▸ Exercise prompt:
Reproduce word for word the lines below, from the line containing "the raw leek" through the final line.

▸ Data excerpts:
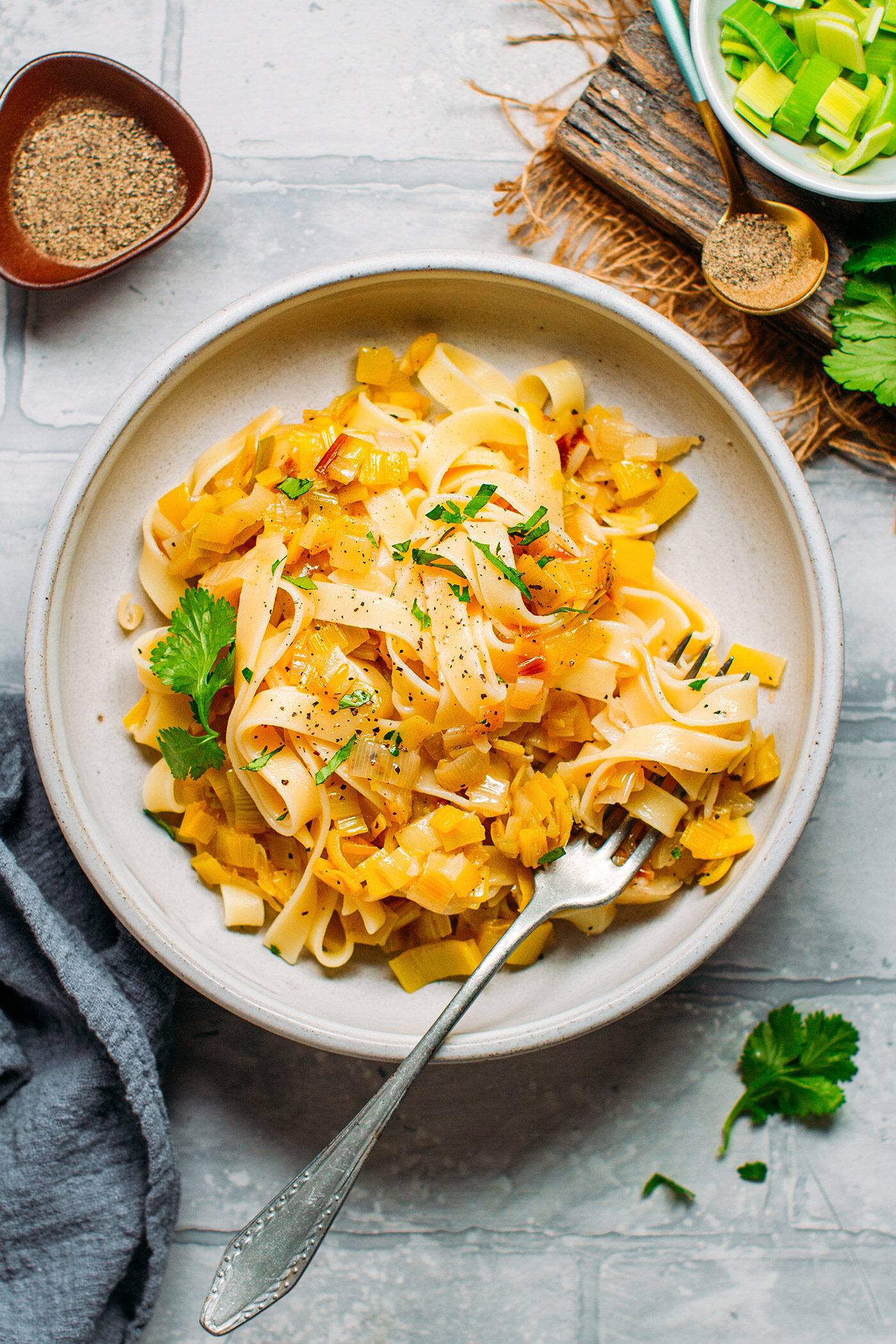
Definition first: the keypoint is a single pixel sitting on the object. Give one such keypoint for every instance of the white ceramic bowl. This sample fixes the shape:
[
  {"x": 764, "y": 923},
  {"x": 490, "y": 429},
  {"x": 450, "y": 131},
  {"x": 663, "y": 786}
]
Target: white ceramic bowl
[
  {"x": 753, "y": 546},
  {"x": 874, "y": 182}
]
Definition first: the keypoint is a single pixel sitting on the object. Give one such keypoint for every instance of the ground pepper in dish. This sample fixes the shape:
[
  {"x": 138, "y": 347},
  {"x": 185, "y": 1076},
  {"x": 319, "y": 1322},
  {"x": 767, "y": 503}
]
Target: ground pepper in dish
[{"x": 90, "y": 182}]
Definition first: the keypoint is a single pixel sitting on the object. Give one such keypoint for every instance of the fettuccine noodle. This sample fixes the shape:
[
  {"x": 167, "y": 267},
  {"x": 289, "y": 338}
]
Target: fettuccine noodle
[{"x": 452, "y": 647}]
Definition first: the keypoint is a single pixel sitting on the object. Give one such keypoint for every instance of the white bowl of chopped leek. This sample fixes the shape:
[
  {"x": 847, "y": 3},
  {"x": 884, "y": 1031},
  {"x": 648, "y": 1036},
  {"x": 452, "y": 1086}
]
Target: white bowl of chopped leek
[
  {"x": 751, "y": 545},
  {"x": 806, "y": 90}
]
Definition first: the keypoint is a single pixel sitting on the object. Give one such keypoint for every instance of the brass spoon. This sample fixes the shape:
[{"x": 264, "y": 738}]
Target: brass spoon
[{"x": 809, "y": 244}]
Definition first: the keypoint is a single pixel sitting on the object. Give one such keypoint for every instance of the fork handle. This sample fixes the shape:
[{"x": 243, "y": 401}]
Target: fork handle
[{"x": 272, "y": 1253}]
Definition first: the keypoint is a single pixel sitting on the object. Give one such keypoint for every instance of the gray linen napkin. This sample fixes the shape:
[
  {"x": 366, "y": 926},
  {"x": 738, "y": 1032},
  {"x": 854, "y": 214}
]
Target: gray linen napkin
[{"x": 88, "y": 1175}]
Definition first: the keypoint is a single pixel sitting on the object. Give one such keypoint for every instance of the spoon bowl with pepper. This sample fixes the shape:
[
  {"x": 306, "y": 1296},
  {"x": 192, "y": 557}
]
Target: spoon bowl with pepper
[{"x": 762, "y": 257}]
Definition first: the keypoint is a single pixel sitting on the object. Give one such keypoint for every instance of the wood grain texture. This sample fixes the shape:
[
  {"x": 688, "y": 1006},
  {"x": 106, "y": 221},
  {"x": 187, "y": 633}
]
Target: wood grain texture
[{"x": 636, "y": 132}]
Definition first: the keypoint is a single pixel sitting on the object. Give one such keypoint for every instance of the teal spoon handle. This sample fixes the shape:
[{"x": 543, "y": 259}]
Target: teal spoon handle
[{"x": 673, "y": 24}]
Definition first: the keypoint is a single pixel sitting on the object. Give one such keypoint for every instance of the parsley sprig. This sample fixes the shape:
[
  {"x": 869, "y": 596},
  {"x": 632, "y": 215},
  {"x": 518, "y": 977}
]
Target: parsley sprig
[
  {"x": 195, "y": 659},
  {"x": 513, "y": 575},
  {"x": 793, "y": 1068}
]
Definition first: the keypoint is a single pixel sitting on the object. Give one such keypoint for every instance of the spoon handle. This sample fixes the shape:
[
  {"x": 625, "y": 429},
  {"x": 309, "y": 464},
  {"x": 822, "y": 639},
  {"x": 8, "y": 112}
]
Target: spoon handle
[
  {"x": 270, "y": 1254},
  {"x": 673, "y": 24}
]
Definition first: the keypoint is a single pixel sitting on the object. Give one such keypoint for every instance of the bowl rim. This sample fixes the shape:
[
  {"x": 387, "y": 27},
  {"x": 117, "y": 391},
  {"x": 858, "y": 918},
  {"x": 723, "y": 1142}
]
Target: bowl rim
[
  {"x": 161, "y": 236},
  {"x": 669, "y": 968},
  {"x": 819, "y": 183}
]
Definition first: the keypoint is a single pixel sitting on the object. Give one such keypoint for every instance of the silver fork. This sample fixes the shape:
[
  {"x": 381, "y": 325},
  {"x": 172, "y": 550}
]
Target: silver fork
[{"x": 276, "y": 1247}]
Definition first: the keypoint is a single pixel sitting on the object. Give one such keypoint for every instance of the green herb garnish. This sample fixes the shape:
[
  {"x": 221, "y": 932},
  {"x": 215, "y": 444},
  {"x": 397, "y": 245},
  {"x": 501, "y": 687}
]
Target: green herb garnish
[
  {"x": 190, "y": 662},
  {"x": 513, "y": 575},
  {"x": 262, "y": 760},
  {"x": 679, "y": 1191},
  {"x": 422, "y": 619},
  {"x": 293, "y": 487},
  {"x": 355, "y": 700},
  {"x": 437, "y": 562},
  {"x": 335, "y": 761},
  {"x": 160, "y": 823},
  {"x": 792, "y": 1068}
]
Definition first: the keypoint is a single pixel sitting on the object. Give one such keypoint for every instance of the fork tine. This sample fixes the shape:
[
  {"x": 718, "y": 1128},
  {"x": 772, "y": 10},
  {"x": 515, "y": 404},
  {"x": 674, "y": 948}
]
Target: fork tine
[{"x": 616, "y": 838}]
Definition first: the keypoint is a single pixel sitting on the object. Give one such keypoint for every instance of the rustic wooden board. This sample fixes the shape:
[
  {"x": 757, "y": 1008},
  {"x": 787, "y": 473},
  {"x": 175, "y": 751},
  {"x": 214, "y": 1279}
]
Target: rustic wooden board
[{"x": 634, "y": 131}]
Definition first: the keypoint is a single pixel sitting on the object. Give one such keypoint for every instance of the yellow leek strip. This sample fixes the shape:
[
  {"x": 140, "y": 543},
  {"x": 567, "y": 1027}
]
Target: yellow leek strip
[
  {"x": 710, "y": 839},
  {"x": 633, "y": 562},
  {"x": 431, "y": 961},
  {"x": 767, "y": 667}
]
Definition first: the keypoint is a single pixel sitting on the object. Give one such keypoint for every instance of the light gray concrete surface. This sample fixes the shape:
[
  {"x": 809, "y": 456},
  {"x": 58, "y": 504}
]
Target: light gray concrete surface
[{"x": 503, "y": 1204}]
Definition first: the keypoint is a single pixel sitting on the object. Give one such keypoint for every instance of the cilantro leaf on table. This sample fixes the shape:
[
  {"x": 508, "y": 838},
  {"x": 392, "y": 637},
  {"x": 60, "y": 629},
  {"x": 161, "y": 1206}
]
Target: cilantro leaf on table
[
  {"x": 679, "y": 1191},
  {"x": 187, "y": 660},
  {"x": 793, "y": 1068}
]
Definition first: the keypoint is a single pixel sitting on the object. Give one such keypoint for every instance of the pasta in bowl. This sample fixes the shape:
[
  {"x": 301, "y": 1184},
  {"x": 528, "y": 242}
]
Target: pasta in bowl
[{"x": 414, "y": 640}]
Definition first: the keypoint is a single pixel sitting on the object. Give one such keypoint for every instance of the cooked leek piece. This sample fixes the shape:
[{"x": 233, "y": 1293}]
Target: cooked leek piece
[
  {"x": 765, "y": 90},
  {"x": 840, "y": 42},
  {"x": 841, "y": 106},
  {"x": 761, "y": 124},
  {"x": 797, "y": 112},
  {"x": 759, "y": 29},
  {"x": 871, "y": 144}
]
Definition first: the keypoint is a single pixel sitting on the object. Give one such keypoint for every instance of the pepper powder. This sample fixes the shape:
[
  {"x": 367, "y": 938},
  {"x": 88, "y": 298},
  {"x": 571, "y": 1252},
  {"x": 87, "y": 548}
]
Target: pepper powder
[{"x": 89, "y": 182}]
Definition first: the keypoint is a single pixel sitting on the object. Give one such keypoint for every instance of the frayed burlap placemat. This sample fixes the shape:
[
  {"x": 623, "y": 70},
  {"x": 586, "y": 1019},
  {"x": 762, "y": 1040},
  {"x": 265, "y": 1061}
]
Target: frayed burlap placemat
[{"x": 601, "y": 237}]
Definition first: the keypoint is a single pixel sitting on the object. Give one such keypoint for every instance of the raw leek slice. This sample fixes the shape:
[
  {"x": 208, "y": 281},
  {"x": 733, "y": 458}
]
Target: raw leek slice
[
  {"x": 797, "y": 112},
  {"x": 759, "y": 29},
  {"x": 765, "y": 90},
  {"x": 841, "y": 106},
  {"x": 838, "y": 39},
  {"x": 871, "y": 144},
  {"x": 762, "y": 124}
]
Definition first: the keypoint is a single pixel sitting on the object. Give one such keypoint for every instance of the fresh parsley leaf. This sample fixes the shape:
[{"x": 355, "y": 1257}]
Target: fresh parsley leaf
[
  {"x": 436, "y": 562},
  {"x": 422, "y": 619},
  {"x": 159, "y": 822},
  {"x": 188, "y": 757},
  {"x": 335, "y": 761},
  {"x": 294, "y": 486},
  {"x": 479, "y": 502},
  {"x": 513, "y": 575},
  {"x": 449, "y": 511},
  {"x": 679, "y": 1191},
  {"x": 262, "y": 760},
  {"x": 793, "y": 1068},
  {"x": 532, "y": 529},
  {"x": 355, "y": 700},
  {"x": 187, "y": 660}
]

▸ Task response:
Definition first: the keypoint is a single pixel sitting on the object. Give one such keypoint for every instance of the raw leek slice. This sample fixes the shape:
[
  {"x": 208, "y": 281},
  {"x": 733, "y": 458}
]
Target: raw leek slice
[
  {"x": 797, "y": 112},
  {"x": 759, "y": 29},
  {"x": 765, "y": 90},
  {"x": 841, "y": 106},
  {"x": 838, "y": 39},
  {"x": 871, "y": 144},
  {"x": 762, "y": 124}
]
Definition first: the keypoint is a single pixel sitting on the object. Give one such keypoint for every instance of the fresh parsley leaf. This sample fixes the shape:
[{"x": 355, "y": 1257}]
Target: fresh parsley leaf
[
  {"x": 436, "y": 562},
  {"x": 422, "y": 619},
  {"x": 159, "y": 822},
  {"x": 188, "y": 757},
  {"x": 335, "y": 761},
  {"x": 294, "y": 486},
  {"x": 479, "y": 502},
  {"x": 513, "y": 575},
  {"x": 449, "y": 511},
  {"x": 679, "y": 1191},
  {"x": 262, "y": 760},
  {"x": 793, "y": 1068},
  {"x": 532, "y": 529},
  {"x": 355, "y": 700},
  {"x": 187, "y": 660}
]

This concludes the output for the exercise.